#### Aim:
Reproduce the following material line for line, without changing anything.
>> start Exercise inputs
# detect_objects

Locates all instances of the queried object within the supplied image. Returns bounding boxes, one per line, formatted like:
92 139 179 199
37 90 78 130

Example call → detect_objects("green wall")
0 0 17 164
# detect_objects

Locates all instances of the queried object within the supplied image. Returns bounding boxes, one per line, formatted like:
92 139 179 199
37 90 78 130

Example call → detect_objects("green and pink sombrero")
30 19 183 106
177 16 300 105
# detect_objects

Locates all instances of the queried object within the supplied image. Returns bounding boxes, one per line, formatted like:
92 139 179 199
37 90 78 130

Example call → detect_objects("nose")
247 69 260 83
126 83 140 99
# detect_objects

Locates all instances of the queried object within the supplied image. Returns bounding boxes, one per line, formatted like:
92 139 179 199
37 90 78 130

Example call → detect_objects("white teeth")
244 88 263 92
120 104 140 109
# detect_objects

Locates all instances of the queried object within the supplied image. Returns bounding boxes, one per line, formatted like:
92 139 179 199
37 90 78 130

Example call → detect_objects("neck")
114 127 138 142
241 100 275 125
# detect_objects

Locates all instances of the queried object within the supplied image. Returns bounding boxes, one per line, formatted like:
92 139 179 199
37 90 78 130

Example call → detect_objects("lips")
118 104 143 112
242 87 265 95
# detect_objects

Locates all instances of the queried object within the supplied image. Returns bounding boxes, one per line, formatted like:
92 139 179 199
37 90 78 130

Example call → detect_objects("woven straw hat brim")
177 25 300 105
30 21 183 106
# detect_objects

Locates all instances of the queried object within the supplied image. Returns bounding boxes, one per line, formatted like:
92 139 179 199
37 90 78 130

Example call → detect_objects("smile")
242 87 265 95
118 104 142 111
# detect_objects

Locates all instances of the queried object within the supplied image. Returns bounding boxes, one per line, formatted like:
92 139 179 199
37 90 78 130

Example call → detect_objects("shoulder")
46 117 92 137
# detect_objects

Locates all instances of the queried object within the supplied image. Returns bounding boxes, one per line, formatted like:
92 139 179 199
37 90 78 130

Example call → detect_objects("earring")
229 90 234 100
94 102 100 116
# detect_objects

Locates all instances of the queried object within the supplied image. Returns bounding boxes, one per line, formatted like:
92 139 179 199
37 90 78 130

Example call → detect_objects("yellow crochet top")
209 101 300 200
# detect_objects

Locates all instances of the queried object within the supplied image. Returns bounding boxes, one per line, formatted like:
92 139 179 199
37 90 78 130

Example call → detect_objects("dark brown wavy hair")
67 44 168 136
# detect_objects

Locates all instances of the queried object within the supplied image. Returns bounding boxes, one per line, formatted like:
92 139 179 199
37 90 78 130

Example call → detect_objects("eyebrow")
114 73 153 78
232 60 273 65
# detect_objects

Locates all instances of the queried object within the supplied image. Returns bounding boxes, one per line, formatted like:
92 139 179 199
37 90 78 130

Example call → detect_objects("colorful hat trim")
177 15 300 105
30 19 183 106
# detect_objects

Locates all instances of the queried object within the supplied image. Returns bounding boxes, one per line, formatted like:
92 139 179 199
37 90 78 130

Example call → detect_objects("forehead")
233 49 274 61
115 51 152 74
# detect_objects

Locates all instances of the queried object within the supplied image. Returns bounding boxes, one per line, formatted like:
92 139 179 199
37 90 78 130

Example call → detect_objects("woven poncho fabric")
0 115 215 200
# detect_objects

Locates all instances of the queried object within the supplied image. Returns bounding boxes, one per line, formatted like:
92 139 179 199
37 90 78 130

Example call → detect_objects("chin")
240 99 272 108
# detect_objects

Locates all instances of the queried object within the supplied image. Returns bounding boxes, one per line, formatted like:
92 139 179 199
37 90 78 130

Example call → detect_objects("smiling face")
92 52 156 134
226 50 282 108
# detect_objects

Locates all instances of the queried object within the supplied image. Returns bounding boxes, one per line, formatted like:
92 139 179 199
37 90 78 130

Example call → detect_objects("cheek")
>> end Exercise inputs
#### Reply:
# detect_objects

Locates all instances of the queried object within the supplied image. Returns bounding boxes, one per line, formatted like:
92 139 179 199
37 90 78 130

Example call → detect_objects("green wall")
0 0 17 164
# detect_objects

Locates all instances of the queried object within the supplied image. Returns bounding boxes, one per line, formatted like:
92 139 179 199
37 90 78 130

Example call → detect_objects("green and pink sombrero")
30 19 183 106
177 16 300 105
# detect_objects

Locates all instances of the queried object within the supplied image. Returns bounding boxes, one per line, formatted like:
92 139 179 199
37 90 78 130

Example call → detect_objects("nose")
247 69 260 83
126 83 140 99
# detect_objects

Locates all instances of the queried object within the supplied image. Returns bounding boxes, one per line, formatted like:
92 139 179 199
37 90 78 130

Example call → detect_objects("white teeth")
244 88 263 92
120 104 140 109
# detect_objects

Locates all instances of the queried object within the supplied image. Returns bounding boxes, one per line, formatted like:
92 139 179 199
37 90 78 130

Example call → detect_objects("neck")
114 127 138 142
241 100 275 125
# detect_objects

Locates all instances of the queried object within the supplied image. Returns bounding boxes, one per line, formatted like:
92 139 179 199
37 90 78 130

Example call → detect_objects("lips")
118 104 143 112
242 87 265 95
# detect_objects

Locates all instances of the queried object within the supplied image. Returns bounding boxes, one per line, formatted like:
92 139 179 199
37 90 78 130

Example call → detect_objects("woven straw hat brim")
177 25 300 105
30 21 183 106
# detect_objects

Locates all instances of the queried object within the supplied image. Returns bounding boxes, one per line, formatted like:
92 139 179 199
37 90 78 130

Example call → detect_objects("smile")
242 87 265 95
118 104 142 111
# detect_objects

Locates all instances of the queried object within the supplied image. Returns bounding boxes, one per line, formatted like:
92 139 179 199
37 90 78 130

Example call → detect_objects("shoulder")
46 117 92 137
# detect_objects

Locates all instances of the queried object within the supplied image. Returns bounding boxes, one per line, formatted like:
92 139 179 199
37 90 78 130

Example call → detect_objects("earring")
229 90 234 100
94 102 100 116
# detect_objects

Locates all instances of the queried object within the supplied image. Returns bounding boxes, one per line, formatted like:
92 139 179 199
37 90 78 130

Example call → detect_objects("yellow crochet top")
209 101 300 200
# detect_objects

Locates all instances of the queried object within the supplied image. Returns bounding boxes, one per line, formatted like:
92 139 179 199
37 90 78 130

Example call → detect_objects("dark brown wavy hair")
67 44 168 136
# detect_objects

Locates all instances of the queried object within the supplied image. Returns bounding boxes, one per line, formatted like:
92 139 179 199
37 90 78 130

Example call → detect_objects("eyebrow")
114 73 153 78
232 60 273 65
# detect_objects

Locates all instances of the queried object within the supplied image. Returns bounding boxes, one per line, formatted like:
92 139 179 199
37 90 78 130

Example call → detect_objects("colorful hat trim")
177 15 300 105
30 19 183 106
# detect_objects

Locates all instances of the queried object within the supplied image. Returns bounding boxes, one per line, formatted like:
92 139 179 199
37 90 78 130

Example call → detect_objects("forehead")
233 49 274 61
115 51 152 74
# detect_objects

Locates all instances of the queried object within the supplied image. Returns bounding boxes, one per line, formatted like:
92 139 179 199
37 90 78 130

Example call → detect_objects("woven poncho fabric")
0 115 215 200
# detect_objects

Locates all instances of the queried object within the supplied image. Returns bounding boxes, one per line, formatted like:
92 139 179 199
37 90 78 130

Example call → detect_objects("chin")
240 99 272 108
# detect_objects

Locates all instances of the queried object within the supplied image. Returns bounding boxes, one per line, formatted like:
92 139 179 199
37 90 78 130

Example call → detect_objects("smiling face")
92 52 156 134
226 50 282 108
# detect_objects

Locates all instances of the queried object within the supplied image. Returns bounding boxes, one per line, formatted like:
92 139 179 199
37 90 78 130

Example call → detect_objects("cheek")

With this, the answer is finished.